METALEXAN calls LEXAN and traps a few special tokens, so that
macro-definitions and REQUIRE constructs (which allow the user to
switch files, or change the properties of individual characters) are
invisible to the calling program. A simple macro in INIT allows one
to get rid of METALEXAN.
* ERROR: prints a message and the scanning context.
≡≡≡≡≡≡≡≡≡≡≡≡≡≡≡≡
≡ 2) SCANNING. ≡
≡≡≡≡≡≡≡≡≡≡≡≡≡≡≡≡
2.1 Action of the scanner.
------------------------------
The scanner works on a file open on channel PROGCHAN
(INITSCAN will open it for you).It is written as a DO statement, and
will loop until a legal token is found; thus, comments and illegal
configurations never return a token to the calling program.
The scanner will read the input text, gobbling characters
called "separators" (usually blank, form feed, carriage return, etc.),
which will not appear as part of a token, until it finds a
"significant" character which signals the beginning of a token. It
will then evaluate that token and its "type".
The effect of one call to the scanner is essentially to give
new values to three global variables: SYMB, the string representation
of the token scanned; TOKEN , an integer which indicates the type of
this token; and (if the symbol-table module is used, and the scanner
has found an identifier), NEW_ID, a pointer to a symbol table entry.
2.2 The optional symbol table.
----------------------------------
Optionally, all tokens recognized by the scanner as
identifiers (exactly on what basis is explained in 2.3 and 2.4) will
be searched and/or inserted in a symbol table. The user can get rid
of this feature by erasing a line in INIT.SAI (see "user's guide",
section 6).
The symbol table uses bucket hashing. The hash function is:
(first letter (modulo 8) * (last letter (modulo 8)) . ***
A symbol table entry is a SAIL RECORD_POINTER of type ENTRI. An ENTRI
record has the following fields:
- INTEGER RTYPE {will contain a code for the type of the
identifier; it is thais value which will be returned as TOKEN};
- INTEGER VAL {intended for a value of some sort. The scanner
uses this field for identifiers which are macro names).

———

→ What to produce:
Copy the part of the scanner documentation starting at "The scanner will" and ending at "optional symbol table.", swapping "gobbling" for "skipping".

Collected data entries
———

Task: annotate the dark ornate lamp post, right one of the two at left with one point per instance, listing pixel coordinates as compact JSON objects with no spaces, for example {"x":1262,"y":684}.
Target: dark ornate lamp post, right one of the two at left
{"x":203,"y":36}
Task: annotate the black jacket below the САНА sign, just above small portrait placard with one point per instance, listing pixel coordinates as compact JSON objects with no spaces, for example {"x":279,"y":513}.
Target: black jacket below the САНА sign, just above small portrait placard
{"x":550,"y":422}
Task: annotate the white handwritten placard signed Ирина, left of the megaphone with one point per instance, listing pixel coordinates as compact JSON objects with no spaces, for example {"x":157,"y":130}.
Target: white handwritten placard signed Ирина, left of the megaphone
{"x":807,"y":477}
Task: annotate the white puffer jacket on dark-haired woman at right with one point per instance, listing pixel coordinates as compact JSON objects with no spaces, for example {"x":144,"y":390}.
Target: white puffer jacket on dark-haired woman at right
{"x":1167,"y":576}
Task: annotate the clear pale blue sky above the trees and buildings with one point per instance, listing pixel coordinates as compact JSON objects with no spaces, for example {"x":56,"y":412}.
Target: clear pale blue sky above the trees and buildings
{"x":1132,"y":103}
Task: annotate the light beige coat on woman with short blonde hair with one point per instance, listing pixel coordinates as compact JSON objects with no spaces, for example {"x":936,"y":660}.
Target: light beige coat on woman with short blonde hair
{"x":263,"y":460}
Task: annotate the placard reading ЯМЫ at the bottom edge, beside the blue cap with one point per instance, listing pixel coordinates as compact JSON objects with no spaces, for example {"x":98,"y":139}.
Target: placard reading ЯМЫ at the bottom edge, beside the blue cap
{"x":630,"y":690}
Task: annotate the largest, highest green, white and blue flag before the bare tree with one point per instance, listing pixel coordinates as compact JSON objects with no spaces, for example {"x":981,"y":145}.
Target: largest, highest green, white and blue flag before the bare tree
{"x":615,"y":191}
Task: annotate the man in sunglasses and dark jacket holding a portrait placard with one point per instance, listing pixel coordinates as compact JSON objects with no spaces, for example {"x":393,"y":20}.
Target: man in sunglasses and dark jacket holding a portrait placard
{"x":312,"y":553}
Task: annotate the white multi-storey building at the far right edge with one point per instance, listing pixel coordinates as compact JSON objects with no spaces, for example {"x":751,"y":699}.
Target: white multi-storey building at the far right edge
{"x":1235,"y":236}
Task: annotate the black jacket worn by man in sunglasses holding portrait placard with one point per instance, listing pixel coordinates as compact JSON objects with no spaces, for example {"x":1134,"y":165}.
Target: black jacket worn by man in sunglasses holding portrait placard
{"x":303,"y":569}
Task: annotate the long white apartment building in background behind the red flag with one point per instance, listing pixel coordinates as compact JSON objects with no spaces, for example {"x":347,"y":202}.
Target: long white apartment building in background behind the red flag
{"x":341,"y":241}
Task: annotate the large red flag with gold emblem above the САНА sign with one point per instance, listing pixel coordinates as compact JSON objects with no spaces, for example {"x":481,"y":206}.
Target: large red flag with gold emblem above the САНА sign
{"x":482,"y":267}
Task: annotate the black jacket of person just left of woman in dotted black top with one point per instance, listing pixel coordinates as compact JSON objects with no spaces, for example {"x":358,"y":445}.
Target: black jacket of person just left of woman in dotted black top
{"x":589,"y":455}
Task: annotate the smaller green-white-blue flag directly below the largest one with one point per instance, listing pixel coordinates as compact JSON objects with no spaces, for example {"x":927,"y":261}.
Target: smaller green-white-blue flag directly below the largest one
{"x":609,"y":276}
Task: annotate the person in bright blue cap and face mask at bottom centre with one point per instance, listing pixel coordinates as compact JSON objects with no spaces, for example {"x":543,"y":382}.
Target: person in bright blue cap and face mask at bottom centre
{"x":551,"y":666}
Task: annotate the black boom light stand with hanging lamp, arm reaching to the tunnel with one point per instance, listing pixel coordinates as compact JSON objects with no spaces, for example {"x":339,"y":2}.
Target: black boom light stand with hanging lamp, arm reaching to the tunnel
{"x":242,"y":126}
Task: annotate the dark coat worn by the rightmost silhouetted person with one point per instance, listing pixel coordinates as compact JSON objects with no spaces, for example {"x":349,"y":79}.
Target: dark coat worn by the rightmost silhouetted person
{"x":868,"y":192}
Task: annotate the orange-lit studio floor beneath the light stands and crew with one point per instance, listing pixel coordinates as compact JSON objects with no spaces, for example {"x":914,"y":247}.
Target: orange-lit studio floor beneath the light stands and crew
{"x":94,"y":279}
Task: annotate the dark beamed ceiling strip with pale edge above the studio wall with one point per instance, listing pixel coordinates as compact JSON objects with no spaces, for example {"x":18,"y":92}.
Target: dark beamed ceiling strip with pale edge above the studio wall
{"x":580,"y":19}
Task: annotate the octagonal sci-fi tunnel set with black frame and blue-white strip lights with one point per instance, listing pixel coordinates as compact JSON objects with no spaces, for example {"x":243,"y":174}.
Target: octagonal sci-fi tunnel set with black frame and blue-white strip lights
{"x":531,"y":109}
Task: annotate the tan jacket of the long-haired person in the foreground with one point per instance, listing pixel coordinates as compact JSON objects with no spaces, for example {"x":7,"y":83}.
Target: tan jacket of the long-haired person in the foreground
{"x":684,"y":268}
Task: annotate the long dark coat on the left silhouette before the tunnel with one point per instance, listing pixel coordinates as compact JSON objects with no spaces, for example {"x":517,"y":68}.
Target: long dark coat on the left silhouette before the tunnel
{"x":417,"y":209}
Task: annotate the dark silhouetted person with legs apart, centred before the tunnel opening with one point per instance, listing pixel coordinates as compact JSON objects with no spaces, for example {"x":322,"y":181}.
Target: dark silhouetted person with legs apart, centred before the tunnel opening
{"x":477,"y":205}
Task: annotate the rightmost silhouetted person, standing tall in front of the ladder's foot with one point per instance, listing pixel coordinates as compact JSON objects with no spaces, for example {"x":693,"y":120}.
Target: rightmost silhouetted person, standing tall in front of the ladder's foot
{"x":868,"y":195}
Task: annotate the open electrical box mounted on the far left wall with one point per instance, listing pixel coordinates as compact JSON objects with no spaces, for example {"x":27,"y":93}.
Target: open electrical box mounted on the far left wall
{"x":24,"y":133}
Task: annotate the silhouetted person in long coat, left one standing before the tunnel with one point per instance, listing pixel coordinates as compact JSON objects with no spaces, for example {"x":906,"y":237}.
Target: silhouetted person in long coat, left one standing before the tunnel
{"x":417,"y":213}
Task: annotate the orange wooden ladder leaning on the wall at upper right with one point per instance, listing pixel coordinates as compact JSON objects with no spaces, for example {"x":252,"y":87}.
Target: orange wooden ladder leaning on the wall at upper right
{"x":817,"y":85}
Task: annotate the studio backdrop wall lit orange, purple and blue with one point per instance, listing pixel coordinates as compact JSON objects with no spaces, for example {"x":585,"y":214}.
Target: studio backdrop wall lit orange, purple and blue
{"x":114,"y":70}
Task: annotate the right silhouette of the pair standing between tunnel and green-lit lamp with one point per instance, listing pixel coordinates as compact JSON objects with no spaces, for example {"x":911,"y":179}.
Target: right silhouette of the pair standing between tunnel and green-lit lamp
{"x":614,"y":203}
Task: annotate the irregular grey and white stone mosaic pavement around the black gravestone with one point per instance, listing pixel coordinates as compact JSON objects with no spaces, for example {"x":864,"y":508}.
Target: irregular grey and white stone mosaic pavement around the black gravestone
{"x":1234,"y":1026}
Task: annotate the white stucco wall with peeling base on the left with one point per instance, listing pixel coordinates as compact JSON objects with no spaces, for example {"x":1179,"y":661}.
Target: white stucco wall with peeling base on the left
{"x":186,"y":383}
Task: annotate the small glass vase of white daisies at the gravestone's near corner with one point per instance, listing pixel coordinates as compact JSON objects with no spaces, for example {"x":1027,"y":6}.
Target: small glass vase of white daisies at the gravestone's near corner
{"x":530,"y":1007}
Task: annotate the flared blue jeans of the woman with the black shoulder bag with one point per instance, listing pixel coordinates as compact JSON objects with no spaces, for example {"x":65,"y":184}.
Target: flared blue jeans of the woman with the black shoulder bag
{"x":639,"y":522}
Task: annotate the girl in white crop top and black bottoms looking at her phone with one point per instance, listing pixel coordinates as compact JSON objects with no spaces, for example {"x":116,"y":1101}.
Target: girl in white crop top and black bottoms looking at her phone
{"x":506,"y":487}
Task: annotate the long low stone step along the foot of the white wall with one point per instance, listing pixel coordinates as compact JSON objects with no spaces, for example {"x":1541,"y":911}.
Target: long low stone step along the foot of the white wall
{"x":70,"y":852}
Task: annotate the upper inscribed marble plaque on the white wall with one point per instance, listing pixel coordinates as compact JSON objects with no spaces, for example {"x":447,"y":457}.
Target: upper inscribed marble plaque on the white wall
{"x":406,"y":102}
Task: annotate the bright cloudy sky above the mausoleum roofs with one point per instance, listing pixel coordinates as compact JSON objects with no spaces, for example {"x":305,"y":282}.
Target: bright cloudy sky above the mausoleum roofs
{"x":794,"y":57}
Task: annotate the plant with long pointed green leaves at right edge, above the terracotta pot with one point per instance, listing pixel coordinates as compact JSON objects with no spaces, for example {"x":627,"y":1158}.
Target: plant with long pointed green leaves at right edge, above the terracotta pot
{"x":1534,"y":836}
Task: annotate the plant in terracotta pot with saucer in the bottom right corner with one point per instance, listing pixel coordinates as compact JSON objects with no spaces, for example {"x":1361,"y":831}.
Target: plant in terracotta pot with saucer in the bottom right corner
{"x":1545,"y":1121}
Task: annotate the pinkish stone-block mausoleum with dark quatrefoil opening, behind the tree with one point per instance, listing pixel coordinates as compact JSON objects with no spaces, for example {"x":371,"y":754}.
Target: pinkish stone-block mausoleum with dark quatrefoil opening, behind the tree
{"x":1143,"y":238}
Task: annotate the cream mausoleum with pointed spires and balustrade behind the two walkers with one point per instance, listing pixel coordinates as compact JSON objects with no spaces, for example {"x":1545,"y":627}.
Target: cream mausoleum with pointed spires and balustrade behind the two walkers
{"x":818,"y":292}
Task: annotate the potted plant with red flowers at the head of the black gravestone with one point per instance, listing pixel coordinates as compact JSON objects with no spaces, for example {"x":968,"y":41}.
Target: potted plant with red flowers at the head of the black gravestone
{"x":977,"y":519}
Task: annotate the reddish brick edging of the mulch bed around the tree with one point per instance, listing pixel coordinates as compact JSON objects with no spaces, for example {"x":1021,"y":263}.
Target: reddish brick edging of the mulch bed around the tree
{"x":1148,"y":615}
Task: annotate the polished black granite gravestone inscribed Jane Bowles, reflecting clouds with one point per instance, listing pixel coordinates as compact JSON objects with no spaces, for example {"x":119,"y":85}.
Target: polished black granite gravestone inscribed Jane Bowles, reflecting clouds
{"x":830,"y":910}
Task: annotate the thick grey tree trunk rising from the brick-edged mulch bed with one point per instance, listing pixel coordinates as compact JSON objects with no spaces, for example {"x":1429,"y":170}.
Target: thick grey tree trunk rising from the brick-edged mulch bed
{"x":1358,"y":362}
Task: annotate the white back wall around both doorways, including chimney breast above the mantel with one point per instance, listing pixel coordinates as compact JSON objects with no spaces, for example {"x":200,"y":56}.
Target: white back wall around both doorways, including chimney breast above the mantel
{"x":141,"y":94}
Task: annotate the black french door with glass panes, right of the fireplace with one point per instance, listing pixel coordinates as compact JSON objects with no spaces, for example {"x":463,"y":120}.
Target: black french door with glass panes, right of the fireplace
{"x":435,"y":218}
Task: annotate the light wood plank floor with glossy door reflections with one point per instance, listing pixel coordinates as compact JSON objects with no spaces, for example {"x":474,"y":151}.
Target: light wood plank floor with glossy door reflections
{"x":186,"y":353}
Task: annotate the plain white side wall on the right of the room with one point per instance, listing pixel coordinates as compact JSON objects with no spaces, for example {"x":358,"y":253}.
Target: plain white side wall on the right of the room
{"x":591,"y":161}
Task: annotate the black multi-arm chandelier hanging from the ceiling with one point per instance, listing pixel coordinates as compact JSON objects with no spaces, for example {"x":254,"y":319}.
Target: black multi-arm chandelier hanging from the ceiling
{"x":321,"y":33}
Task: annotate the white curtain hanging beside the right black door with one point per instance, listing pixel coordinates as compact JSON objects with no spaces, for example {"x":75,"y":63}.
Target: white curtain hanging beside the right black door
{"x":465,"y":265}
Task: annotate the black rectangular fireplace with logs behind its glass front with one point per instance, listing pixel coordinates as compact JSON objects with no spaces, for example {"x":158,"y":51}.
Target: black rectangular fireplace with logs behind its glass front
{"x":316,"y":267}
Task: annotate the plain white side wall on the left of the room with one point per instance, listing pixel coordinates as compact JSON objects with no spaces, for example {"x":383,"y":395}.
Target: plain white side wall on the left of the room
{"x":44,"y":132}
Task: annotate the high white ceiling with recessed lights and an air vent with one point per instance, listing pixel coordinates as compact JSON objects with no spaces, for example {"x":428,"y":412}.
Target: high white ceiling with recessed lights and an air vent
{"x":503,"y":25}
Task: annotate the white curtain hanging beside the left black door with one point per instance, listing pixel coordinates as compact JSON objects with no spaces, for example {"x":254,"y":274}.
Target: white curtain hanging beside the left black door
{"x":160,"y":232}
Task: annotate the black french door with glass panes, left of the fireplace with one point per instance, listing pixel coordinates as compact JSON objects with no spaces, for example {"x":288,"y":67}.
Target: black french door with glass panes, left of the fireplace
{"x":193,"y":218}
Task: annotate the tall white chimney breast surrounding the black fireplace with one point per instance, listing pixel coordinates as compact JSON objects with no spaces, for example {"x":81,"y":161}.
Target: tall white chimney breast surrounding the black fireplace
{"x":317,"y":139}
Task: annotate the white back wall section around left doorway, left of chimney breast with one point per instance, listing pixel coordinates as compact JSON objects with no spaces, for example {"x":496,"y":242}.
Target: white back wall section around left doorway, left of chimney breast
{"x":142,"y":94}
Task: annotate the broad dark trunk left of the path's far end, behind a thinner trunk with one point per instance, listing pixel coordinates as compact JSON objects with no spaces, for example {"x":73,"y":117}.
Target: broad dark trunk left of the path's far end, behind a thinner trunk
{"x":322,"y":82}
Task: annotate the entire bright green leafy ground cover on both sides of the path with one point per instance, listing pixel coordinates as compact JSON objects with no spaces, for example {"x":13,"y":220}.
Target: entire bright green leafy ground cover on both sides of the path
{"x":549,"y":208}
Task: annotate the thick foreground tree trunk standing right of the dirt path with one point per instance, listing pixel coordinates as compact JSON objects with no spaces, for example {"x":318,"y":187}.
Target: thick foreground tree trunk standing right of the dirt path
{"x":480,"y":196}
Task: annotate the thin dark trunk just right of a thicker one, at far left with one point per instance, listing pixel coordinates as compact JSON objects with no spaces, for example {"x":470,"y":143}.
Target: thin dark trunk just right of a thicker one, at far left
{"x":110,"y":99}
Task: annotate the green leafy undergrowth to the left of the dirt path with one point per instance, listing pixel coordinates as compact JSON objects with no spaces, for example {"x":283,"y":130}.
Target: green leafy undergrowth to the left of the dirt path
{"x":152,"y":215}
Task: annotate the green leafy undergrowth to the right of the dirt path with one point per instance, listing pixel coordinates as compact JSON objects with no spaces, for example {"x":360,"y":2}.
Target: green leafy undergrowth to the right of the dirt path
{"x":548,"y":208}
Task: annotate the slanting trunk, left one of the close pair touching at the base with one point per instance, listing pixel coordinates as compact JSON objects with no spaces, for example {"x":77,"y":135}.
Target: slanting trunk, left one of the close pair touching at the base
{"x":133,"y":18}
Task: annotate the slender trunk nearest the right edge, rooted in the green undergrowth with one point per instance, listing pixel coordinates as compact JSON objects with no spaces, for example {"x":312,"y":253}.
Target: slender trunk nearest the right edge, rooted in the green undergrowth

———

→ Answer box:
The scanner will read the input text, skipping characters
called "separators" (usually blank, form feed, carriage return, etc.),
which will not appear as part of a token, until it finds a
"significant" character which signals the beginning of a token. It
will then evaluate that token and its "type".
The effect of one call to the scanner is essentially to give
new values to three global variables: SYMB, the string representation
of the token scanned; TOKEN , an integer which indicates the type of
this token; and (if the symbol-table module is used, and the scanner
has found an identifier), NEW_ID, a pointer to a symbol table entry.
2.2 The optional symbol table.